- **Input data**:
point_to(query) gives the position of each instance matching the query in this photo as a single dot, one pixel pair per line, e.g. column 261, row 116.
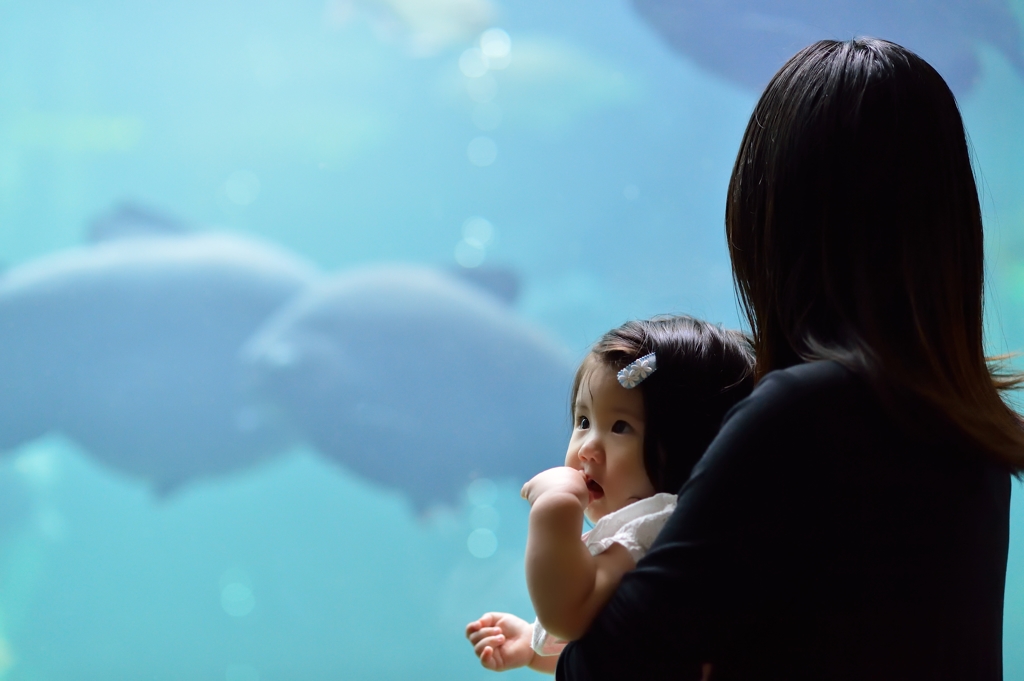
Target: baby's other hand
column 502, row 641
column 561, row 478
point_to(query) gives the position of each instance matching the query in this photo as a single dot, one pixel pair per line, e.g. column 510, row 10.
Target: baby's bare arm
column 567, row 585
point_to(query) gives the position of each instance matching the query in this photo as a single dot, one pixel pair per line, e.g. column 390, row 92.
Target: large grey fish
column 747, row 41
column 416, row 380
column 130, row 348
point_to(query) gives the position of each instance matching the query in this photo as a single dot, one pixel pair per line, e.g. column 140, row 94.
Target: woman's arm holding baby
column 567, row 585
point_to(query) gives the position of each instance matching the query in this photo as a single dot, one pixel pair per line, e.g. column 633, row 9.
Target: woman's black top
column 817, row 539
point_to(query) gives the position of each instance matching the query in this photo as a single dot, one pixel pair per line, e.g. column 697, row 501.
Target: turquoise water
column 355, row 134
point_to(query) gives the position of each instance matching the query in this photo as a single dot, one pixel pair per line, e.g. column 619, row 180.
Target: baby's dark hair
column 702, row 371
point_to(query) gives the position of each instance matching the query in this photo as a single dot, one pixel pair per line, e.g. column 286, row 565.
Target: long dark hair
column 855, row 233
column 702, row 371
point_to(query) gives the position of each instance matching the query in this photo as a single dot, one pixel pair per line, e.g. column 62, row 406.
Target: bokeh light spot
column 496, row 44
column 481, row 543
column 481, row 152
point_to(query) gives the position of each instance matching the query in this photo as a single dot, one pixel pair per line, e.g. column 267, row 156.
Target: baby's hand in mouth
column 563, row 479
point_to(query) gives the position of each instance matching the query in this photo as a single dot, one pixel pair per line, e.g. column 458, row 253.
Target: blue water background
column 312, row 126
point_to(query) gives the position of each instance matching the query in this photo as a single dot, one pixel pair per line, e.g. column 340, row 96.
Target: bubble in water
column 477, row 231
column 473, row 64
column 469, row 255
column 481, row 543
column 237, row 599
column 484, row 517
column 482, row 90
column 242, row 187
column 486, row 116
column 496, row 44
column 481, row 152
column 241, row 673
column 481, row 492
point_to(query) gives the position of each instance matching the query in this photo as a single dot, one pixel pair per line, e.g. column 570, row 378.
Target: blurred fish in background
column 244, row 444
column 749, row 40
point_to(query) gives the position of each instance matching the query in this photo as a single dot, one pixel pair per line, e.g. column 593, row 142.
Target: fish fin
column 129, row 219
column 502, row 283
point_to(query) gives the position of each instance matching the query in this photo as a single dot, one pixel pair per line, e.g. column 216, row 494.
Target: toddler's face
column 607, row 442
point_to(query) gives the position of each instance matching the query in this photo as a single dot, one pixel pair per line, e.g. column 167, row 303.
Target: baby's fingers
column 482, row 633
column 489, row 642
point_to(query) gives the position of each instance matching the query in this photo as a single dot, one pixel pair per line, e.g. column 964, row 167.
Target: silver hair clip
column 632, row 375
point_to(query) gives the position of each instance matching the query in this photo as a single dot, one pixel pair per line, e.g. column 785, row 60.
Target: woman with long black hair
column 851, row 519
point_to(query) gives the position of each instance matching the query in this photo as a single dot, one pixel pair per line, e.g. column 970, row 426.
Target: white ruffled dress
column 635, row 527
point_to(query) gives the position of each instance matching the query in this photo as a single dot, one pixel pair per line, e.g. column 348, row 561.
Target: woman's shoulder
column 813, row 386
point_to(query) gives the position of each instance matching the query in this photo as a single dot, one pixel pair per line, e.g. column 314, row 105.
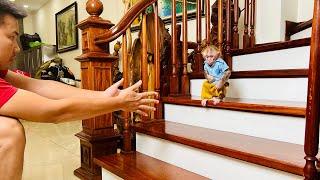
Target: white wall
column 289, row 12
column 268, row 21
column 44, row 24
column 28, row 23
column 270, row 14
column 305, row 10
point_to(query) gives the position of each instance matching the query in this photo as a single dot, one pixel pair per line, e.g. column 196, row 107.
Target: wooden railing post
column 174, row 80
column 220, row 25
column 185, row 78
column 208, row 21
column 252, row 23
column 158, row 113
column 311, row 145
column 98, row 136
column 228, row 39
column 235, row 38
column 246, row 42
column 197, row 58
column 126, row 115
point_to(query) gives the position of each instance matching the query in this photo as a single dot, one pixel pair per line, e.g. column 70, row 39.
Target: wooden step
column 139, row 166
column 279, row 73
column 274, row 154
column 272, row 46
column 288, row 108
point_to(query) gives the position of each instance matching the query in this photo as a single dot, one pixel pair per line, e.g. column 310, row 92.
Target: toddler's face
column 211, row 57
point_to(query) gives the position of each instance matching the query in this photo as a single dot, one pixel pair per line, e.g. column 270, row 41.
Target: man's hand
column 114, row 90
column 210, row 78
column 219, row 84
column 137, row 102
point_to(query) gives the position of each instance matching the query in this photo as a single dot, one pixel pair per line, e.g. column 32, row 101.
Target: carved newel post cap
column 94, row 7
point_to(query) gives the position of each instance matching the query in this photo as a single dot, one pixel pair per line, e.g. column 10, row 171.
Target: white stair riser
column 282, row 89
column 107, row 175
column 213, row 166
column 274, row 127
column 293, row 58
column 303, row 34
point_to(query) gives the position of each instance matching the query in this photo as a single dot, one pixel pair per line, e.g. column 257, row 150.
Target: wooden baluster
column 220, row 25
column 126, row 115
column 228, row 40
column 158, row 113
column 208, row 21
column 185, row 78
column 174, row 89
column 252, row 23
column 235, row 42
column 246, row 29
column 198, row 59
column 311, row 144
column 144, row 60
column 98, row 136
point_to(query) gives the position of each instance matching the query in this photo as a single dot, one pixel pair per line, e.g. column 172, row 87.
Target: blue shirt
column 217, row 69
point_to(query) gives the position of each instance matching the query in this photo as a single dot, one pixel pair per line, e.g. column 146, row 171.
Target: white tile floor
column 52, row 151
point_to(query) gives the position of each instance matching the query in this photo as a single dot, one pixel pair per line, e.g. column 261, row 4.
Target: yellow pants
column 209, row 90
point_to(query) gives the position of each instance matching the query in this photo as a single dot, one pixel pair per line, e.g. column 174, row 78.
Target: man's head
column 9, row 31
column 210, row 54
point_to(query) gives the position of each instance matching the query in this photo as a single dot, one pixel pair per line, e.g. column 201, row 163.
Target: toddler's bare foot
column 204, row 102
column 216, row 100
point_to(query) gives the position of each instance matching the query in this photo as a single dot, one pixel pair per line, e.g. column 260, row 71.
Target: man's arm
column 55, row 90
column 208, row 77
column 30, row 106
column 224, row 79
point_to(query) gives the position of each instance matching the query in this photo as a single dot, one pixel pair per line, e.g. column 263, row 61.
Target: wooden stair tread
column 274, row 154
column 272, row 46
column 277, row 73
column 139, row 166
column 289, row 108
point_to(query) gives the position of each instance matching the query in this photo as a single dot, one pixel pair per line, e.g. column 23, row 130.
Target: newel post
column 311, row 144
column 98, row 136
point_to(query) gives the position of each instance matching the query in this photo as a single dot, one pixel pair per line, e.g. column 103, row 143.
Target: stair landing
column 274, row 154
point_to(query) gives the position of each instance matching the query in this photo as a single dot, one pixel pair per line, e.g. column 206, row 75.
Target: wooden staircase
column 243, row 137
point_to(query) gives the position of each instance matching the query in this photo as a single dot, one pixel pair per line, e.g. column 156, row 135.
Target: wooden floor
column 138, row 166
column 274, row 154
column 289, row 108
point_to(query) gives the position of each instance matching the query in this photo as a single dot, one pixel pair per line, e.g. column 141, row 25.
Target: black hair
column 7, row 7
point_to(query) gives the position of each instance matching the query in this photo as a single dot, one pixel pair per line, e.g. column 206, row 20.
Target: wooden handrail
column 311, row 144
column 124, row 23
column 293, row 27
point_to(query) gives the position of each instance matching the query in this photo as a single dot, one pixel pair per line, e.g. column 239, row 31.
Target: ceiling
column 33, row 4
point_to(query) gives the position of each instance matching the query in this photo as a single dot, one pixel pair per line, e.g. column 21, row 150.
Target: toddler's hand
column 219, row 85
column 210, row 78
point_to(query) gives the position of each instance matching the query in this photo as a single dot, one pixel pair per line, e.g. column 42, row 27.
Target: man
column 46, row 101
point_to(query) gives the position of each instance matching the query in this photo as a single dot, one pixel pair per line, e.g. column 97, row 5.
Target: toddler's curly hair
column 210, row 48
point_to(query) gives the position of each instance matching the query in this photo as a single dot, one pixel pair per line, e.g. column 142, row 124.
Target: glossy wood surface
column 207, row 6
column 272, row 47
column 293, row 27
column 246, row 42
column 311, row 145
column 288, row 108
column 235, row 42
column 252, row 23
column 185, row 82
column 281, row 73
column 274, row 154
column 138, row 166
column 124, row 23
column 220, row 25
column 174, row 89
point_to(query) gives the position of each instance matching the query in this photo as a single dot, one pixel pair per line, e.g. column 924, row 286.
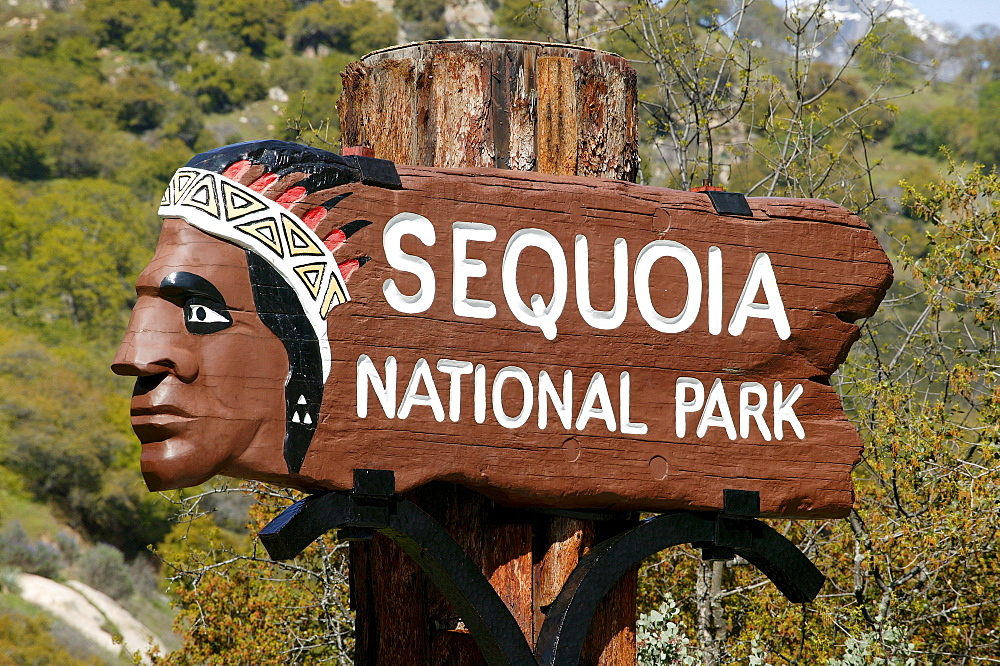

- **Task objective**:
For the listing above, print only the lines starting at the line containing "172, row 87." and ending at the line containing "174, row 78.", exactly, both included.

- **Expected answer**:
point_to(query) gives the position of each instance matching the query in this photo as a single dot, one pixel pair per line, e.g. column 172, row 87.
Target: blue shirt
column 217, row 69
point_to(query) gives the position of each instance matching the query in this photo as a single dot, one pixel pair per line, e.g. column 146, row 171.
Target: white tile floor
column 52, row 151
point_to(query) gives the position of each instance matching the query in this photo as a single dot, one pixel pair per line, e.g. column 261, row 4.
Target: yellow pants
column 209, row 90
point_to(query) gives the position of each instance matching the query in this photo as a single dot, one pixel pair per line, e.g. column 174, row 78.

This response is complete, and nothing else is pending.